| Prompt A |
Decide whether each statement below agrees with the passage on Phil Collins and Genesis. For each one, answer yes or no and quote the words of the passage that decide it.
(i) Collins took over vocal duties from Peter Gabriel in 1976.
(ii) "Follow You Follow Me" was released in 1976.
(iii) The covers of Collins's solo albums show landscapes.
| Prompt B |
Restate the paragraph of the passage on Phil Collins and Genesis that begins "Because of his public persona" in fewer words, keeping its main facts.
| Prompt C |
Extend the passage on Phil Collins and Genesis by one paragraph that starts after its final sentence.

| Selected text |
··········
At the height of his celebrity in the 1980s, Phil Collins developed a habit of writing letters to his many, many critics. You can expect this type of backlash whenever someone reaches his level of popularity, both as the drummer-turned-vocalist of Genesis and through his run of blockbuster solo albums. All of their titles sound like tell-all memoirs by disgraced comedians—Hello I Must Be Going, …But Seriously, Both Sides—and all of their covers feature close-up photographs of his face, because this was his product: eyes you can look into, a single emotion to bathe in, a world where nothing and nobody exists besides you and Phil Collins.
Because of his public persona, there is a misconception that he single-handedly transformed this artful, bookish progressive rock band into the Phil Collins Show as soon as he took over vocal duties from Peter Gabriel in 1976. And in retrospect, the band’s increasingly popular, slow-danceable ballads closing out the decade—“Ripples…” and “Your Own Special Way” from 1976, “Follow You Follow Me” in 1978—do emerge from their discography like exit signs toward the oncoming highway to fame, just up the road.
··········
| Entries supplied |

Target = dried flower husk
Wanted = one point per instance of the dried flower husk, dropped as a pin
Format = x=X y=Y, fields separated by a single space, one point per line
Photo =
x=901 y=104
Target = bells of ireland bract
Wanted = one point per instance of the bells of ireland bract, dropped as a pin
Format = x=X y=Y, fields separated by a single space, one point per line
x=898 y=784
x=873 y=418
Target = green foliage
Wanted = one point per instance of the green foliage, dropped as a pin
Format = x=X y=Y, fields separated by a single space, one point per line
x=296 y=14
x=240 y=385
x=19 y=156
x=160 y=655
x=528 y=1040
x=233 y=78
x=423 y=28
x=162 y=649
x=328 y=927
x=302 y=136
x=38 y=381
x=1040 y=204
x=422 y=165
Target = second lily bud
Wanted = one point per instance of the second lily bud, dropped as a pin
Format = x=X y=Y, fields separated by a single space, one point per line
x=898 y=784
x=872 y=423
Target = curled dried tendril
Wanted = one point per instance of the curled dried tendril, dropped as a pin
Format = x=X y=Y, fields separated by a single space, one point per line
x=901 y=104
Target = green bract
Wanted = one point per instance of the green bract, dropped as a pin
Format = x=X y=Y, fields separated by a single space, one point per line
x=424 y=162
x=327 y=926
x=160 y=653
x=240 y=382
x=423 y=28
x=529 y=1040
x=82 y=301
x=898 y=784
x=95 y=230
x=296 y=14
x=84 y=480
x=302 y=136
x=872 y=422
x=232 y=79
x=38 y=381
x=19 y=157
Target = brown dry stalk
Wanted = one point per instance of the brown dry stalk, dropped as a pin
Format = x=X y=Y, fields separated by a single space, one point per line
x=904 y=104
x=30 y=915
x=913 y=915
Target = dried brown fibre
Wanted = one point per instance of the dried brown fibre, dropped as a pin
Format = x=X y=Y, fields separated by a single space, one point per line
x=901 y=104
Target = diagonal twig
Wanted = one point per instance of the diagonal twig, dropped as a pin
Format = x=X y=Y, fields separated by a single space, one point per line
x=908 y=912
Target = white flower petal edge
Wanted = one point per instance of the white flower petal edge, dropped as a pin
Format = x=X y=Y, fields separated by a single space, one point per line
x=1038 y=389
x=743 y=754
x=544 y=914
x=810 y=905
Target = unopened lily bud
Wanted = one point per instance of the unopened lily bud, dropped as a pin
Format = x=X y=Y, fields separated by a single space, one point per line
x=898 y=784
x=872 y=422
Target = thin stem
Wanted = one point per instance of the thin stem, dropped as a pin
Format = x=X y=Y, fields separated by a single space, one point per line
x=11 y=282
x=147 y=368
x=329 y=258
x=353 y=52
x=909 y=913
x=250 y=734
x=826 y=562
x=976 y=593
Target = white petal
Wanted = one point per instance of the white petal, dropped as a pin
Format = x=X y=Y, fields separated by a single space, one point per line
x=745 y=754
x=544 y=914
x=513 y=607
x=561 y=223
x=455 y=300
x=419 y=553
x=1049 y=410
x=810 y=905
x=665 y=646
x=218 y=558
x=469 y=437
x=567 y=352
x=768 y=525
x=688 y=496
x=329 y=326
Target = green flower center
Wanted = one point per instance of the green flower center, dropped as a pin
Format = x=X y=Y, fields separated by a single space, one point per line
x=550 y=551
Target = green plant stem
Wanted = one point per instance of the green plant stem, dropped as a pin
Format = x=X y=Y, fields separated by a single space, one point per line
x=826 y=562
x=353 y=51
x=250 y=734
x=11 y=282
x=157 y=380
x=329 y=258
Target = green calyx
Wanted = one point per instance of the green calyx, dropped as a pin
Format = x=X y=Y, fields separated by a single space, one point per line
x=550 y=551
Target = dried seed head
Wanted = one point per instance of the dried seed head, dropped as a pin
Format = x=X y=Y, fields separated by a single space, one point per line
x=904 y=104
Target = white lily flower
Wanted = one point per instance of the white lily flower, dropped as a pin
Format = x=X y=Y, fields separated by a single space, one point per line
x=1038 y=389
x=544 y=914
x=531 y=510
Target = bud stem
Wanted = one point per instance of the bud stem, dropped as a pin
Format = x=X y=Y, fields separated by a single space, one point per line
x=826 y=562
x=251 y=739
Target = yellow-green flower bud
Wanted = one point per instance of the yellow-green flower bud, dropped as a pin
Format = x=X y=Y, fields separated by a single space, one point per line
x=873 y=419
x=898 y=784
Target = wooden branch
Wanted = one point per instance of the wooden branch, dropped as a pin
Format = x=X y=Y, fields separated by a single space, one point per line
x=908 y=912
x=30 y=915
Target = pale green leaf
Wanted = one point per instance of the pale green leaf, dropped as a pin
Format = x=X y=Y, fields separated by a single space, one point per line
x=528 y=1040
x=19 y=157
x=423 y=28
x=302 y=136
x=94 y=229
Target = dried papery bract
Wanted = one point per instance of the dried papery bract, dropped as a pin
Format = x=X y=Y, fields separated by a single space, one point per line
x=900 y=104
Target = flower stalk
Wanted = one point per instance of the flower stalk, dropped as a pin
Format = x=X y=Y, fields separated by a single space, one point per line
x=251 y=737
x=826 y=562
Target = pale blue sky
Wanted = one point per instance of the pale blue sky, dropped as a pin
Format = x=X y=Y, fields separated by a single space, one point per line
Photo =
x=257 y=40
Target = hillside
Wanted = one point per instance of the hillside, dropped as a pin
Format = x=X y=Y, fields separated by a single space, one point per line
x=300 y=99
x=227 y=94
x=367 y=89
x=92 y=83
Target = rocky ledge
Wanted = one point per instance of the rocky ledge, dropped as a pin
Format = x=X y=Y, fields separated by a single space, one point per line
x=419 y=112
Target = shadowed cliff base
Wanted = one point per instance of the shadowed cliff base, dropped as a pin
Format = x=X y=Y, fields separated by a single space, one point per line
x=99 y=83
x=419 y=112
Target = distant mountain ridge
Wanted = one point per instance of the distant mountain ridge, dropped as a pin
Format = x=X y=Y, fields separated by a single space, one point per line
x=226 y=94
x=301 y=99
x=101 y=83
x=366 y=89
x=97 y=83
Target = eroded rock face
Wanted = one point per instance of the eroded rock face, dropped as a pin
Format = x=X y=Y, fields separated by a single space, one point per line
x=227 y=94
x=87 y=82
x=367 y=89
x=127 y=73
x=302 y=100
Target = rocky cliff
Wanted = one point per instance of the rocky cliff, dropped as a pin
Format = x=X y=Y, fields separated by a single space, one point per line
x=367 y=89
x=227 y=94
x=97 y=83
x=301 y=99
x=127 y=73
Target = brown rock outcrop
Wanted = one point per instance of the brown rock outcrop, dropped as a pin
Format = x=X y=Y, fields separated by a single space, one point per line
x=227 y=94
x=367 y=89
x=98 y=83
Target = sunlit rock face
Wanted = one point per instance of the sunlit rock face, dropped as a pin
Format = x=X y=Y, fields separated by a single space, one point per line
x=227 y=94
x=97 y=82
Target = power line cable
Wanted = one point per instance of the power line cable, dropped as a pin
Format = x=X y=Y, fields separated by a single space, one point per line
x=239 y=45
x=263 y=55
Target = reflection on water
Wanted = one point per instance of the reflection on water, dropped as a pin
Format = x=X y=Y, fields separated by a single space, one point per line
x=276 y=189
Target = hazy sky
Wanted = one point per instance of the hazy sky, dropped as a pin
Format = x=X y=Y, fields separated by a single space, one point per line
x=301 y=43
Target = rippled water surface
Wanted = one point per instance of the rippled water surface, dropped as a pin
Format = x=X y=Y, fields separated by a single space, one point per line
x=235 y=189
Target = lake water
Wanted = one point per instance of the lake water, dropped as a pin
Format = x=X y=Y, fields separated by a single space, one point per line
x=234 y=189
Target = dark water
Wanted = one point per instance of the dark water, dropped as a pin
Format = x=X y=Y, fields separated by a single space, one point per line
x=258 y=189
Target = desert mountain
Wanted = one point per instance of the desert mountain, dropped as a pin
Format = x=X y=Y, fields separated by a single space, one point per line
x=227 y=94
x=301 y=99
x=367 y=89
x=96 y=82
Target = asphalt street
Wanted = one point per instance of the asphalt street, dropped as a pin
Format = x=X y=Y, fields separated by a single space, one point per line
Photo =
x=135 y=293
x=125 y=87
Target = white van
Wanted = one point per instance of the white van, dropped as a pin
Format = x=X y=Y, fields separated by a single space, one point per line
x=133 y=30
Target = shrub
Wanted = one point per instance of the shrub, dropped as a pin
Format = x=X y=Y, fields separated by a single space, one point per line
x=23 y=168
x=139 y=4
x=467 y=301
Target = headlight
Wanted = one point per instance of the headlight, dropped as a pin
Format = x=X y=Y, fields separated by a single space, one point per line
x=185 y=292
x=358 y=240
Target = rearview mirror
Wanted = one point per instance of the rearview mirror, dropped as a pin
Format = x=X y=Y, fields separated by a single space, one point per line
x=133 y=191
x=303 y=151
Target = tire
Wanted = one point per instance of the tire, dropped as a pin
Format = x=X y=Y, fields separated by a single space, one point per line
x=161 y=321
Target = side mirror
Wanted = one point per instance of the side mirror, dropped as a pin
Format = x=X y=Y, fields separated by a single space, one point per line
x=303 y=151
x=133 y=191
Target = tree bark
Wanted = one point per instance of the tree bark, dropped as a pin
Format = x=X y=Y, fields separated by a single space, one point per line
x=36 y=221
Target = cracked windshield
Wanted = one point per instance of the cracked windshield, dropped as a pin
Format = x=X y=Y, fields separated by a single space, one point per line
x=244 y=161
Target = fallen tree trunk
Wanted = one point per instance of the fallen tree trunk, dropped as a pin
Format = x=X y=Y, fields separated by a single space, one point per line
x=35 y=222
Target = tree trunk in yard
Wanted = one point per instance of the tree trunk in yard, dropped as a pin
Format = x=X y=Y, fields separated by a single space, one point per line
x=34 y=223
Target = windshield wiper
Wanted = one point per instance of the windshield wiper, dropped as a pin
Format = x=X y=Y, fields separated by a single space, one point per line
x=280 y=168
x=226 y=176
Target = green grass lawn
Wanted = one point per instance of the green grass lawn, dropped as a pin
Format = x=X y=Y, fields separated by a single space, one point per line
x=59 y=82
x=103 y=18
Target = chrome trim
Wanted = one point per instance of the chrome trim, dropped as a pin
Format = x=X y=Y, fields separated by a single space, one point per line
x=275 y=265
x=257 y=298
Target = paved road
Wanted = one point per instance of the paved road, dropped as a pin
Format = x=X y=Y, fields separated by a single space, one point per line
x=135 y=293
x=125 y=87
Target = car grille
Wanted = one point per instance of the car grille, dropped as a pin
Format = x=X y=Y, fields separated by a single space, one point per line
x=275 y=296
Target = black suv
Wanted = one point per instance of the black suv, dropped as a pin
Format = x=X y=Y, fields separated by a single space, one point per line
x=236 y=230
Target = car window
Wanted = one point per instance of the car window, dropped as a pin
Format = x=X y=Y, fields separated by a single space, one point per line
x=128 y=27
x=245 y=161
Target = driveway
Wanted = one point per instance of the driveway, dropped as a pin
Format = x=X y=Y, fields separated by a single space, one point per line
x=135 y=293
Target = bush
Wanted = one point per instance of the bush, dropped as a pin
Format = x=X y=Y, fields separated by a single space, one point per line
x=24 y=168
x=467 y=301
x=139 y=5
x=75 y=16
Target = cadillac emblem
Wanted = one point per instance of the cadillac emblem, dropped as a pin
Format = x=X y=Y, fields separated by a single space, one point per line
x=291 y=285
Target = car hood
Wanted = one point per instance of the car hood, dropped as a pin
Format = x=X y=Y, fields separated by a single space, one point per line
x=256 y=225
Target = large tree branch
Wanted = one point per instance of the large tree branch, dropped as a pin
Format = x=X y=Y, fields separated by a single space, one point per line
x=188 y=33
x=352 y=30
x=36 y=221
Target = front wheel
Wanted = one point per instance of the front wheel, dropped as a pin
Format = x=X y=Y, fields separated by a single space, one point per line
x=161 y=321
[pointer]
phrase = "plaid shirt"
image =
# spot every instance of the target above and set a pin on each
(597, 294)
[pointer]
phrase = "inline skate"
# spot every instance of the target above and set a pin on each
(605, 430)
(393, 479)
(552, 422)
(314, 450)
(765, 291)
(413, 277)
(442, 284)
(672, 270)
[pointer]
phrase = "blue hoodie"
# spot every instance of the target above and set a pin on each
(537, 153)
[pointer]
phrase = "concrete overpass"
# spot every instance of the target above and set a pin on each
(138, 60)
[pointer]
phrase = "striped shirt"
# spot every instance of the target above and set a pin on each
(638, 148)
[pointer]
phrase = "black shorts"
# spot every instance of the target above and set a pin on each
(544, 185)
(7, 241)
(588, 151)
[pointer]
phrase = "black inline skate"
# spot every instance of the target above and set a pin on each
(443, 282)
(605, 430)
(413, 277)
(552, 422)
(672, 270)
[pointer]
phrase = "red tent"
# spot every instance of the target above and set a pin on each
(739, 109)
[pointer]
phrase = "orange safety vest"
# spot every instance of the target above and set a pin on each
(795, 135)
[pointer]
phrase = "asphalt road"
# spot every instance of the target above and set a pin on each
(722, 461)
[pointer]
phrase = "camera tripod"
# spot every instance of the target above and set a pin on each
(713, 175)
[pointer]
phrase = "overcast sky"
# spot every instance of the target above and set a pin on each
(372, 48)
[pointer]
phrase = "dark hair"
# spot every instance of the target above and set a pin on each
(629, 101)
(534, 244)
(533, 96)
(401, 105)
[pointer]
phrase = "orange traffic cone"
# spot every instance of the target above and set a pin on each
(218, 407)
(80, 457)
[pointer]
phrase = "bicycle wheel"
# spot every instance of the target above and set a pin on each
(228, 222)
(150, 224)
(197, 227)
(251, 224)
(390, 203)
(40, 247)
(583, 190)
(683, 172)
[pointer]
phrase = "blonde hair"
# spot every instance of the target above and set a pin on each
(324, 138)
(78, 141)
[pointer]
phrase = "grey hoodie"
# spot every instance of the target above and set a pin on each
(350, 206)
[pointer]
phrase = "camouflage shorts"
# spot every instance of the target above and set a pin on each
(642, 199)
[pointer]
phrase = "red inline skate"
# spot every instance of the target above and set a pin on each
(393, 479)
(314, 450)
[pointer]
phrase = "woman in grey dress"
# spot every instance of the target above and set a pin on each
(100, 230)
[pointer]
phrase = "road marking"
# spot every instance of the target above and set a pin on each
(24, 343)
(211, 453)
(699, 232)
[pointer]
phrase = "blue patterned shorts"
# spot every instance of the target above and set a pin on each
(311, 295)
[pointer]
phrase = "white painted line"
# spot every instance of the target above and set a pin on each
··········
| Written reply A |
(i) Yes: "as soon as he took over vocal duties from Peter Gabriel in 1976"
(ii) No: "“Follow You Follow Me” in 1978"
(iii) No: "all of their covers feature close-up photographs of his face"

| Written reply B |
Collins's public persona has led to a misconception that he turned the artful, bookish progressive rock band into the Phil Collins Show as soon as he replaced Peter Gabriel as vocalist in 1976. In hindsight, though, the band's increasingly popular, slow-danceable ballads at the end of the decade do stand out in their discography like exit signs toward fame. These were "Ripples…" and "Your Own Special Way" from 1976 and "Follow You Follow Me" from 1978.

| Written reply C |
As natural as it feels to equate Genesis’ turn from progressive rock to pop with Collins’ rise as a solo star, the truth is that Genesis was always a band, and Collins was always just one voice. At some point in the ’80s, Collins and his bandmates—keyboardist Tony Banks and bassist/guitarist Mike Rutherford—established a rule that no individual member could enter the studio with pre-written musical ideas. In other words, anything and everything on a Genesis album had to be created within the presence of the entire group: This way, no single person could be credited (or blamed) for the music that emerged.
This process led to songs that could sound like three minds interlocking like a jigsaw puzzle (“Turn It on Again”), or a pinhole view into a lightning-in-a-bottle experiment (“Mama”), or, occasionally, a bad joke that should have never left the room (“Illegal Alien”). But more than anything, the rule created a guiding principle for Genesis: to honor the spirit of collaboration, to push each other beyond what they could accomplish individually, and to invite their audience along as we all discovered something, together.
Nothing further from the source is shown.